• **What you have to do**: Retype the lines of data below without any change, starting at the line containing "Expected content: colorful" and ending at the line containing "370 316 564 485".

— Start —

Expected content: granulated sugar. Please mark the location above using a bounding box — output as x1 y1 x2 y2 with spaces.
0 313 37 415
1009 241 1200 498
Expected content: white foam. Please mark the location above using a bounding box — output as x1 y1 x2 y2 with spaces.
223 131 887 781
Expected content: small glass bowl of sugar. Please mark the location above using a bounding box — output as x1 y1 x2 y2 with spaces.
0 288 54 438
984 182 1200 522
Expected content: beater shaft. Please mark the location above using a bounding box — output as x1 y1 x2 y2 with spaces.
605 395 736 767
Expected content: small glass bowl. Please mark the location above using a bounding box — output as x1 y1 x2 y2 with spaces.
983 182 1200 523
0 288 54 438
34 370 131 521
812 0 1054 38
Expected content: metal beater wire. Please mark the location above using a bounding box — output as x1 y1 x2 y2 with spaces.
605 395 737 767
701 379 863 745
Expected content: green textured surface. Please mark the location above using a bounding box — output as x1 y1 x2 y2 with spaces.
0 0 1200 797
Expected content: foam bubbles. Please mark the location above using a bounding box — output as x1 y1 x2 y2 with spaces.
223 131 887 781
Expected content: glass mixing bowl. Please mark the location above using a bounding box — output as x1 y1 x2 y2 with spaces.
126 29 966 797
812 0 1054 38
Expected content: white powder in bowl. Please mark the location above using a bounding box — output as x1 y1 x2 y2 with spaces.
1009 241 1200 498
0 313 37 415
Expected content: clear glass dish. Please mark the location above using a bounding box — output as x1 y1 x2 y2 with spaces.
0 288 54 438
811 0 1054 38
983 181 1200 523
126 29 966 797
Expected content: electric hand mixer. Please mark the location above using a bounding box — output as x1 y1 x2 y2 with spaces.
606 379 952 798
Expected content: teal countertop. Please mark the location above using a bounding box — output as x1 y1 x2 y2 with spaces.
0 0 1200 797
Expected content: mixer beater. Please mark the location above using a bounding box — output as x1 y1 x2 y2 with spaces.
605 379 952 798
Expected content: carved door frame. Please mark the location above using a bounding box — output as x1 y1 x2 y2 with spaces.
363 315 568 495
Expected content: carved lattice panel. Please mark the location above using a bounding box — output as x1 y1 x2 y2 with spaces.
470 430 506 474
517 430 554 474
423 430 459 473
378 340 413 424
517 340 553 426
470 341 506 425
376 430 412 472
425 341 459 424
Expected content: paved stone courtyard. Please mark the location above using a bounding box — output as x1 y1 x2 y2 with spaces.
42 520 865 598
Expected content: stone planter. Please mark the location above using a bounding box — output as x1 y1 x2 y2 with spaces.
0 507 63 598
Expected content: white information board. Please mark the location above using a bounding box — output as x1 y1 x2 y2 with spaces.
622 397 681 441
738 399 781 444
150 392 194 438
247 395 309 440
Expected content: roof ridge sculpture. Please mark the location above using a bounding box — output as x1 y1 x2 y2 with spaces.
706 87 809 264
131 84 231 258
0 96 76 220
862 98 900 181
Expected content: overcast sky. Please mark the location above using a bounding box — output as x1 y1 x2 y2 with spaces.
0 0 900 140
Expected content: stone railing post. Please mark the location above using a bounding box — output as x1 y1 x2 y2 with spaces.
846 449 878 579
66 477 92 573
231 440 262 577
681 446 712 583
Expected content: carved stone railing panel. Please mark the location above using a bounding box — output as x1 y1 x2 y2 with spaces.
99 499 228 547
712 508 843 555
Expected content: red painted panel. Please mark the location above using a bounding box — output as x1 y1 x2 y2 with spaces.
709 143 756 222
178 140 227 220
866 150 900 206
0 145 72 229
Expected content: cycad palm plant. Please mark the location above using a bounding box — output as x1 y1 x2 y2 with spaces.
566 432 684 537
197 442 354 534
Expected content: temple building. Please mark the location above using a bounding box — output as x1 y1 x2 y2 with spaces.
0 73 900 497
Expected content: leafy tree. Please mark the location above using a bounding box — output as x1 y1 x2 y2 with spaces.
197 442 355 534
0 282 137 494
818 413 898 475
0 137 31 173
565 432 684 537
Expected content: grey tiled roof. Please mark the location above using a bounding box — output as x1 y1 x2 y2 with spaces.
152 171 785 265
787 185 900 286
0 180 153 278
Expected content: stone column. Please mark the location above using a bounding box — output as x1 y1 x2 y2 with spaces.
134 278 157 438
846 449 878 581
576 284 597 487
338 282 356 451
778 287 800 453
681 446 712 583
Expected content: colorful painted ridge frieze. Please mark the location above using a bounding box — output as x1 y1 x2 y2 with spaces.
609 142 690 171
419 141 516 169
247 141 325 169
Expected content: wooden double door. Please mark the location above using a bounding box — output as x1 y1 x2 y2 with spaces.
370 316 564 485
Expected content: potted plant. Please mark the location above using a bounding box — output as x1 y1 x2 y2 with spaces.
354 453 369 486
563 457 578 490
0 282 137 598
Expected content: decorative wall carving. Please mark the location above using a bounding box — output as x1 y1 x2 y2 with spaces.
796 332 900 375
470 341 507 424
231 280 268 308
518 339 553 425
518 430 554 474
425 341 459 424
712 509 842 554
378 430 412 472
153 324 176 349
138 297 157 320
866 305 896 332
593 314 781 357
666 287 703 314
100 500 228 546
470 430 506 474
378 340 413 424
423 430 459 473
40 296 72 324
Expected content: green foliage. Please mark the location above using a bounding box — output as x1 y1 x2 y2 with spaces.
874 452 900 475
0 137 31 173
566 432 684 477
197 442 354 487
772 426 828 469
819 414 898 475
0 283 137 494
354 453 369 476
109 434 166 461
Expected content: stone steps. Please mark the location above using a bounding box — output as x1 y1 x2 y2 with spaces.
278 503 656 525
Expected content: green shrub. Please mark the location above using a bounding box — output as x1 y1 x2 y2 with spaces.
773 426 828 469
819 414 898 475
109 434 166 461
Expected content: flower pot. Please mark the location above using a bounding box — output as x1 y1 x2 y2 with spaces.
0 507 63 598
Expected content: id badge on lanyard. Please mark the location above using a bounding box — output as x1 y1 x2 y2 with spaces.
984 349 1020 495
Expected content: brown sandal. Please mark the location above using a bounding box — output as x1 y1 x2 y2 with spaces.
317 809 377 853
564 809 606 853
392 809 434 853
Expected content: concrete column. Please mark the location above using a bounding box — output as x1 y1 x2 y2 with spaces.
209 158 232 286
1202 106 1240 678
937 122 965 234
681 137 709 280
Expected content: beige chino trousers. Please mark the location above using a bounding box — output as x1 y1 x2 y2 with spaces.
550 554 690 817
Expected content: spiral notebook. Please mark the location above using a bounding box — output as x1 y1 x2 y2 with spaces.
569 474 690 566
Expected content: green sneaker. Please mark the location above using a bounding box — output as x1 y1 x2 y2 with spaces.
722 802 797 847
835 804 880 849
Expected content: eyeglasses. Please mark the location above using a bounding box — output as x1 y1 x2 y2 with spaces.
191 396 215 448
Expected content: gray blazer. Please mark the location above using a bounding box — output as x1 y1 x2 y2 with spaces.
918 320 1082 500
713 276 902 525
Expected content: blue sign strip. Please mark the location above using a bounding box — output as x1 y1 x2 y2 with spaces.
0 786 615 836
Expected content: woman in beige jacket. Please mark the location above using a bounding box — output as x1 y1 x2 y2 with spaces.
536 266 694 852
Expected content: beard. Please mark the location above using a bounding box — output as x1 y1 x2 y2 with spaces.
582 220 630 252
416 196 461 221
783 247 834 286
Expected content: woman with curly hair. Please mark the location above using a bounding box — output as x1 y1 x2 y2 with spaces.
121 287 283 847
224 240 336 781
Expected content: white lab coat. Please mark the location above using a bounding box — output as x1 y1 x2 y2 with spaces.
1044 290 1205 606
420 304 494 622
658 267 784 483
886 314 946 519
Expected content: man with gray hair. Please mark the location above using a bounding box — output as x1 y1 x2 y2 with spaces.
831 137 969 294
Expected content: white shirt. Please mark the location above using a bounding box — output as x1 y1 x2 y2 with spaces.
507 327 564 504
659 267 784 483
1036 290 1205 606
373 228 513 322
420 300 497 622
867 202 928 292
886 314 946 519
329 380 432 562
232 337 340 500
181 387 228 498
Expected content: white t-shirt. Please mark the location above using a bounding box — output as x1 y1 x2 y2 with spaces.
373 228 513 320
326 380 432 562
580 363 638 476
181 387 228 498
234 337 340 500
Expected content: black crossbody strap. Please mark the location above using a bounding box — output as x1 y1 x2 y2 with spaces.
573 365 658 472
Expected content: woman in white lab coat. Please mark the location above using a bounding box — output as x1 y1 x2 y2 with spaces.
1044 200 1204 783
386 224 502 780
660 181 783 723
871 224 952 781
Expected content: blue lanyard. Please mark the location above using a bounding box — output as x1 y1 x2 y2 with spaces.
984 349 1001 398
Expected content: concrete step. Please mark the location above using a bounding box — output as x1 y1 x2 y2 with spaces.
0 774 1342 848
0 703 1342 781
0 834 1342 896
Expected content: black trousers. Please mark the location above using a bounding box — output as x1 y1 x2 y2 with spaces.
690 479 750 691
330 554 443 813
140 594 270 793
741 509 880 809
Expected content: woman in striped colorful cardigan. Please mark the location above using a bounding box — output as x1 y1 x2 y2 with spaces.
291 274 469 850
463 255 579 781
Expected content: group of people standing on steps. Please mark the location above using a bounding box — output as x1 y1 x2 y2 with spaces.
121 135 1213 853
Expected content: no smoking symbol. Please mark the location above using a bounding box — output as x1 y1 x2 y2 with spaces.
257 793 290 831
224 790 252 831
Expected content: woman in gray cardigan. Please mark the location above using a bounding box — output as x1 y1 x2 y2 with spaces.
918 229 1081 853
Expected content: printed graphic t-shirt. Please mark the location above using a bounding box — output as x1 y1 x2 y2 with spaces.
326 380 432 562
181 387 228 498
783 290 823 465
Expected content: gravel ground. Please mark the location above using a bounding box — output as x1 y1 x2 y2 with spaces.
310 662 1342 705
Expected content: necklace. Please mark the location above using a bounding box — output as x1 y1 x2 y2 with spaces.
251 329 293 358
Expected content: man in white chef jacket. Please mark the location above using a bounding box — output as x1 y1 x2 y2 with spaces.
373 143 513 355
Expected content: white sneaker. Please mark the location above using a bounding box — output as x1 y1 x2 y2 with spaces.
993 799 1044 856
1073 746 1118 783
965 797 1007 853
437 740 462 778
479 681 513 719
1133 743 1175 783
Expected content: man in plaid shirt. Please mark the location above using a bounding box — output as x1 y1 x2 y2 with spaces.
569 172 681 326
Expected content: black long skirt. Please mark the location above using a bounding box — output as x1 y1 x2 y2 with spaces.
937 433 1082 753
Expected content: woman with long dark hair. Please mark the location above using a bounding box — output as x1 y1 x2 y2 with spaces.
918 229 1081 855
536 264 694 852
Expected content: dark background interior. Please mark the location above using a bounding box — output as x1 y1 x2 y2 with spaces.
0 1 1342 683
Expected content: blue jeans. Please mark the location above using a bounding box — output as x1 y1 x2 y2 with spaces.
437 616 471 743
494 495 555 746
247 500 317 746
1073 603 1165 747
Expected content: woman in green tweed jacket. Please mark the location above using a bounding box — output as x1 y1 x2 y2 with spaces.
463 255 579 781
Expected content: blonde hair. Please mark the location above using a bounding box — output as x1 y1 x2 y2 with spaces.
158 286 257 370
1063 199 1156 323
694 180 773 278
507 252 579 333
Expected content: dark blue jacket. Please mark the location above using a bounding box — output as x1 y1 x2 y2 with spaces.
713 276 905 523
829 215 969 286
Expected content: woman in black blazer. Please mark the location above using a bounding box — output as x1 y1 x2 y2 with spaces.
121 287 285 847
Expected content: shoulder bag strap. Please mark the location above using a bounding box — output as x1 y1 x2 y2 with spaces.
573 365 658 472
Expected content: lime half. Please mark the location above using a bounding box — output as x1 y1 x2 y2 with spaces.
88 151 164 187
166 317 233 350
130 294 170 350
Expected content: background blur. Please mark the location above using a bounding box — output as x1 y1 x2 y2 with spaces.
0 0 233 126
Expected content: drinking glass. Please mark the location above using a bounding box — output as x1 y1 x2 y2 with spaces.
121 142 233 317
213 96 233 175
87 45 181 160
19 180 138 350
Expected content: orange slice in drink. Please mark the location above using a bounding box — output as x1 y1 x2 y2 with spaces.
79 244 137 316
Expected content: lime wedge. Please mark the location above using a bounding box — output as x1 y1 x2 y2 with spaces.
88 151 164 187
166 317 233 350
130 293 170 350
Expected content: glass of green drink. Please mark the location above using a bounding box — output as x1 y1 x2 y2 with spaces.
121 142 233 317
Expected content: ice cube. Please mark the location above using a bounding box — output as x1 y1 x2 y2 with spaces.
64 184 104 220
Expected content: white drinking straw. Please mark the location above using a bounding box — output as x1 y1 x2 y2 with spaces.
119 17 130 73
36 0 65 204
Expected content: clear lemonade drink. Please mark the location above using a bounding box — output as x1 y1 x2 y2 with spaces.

— End —

• **Answer to the task**:
Expected content: colorful painted ridge frieze. Please mark the location above using a bounding box — output as x1 y1 x2 y2 with spaces.
609 142 690 171
419 141 516 169
247 141 325 169
Expected content: wooden double door. Please mark the location above using a bounding box — output as x1 y1 x2 y2 with spaces.
370 316 564 485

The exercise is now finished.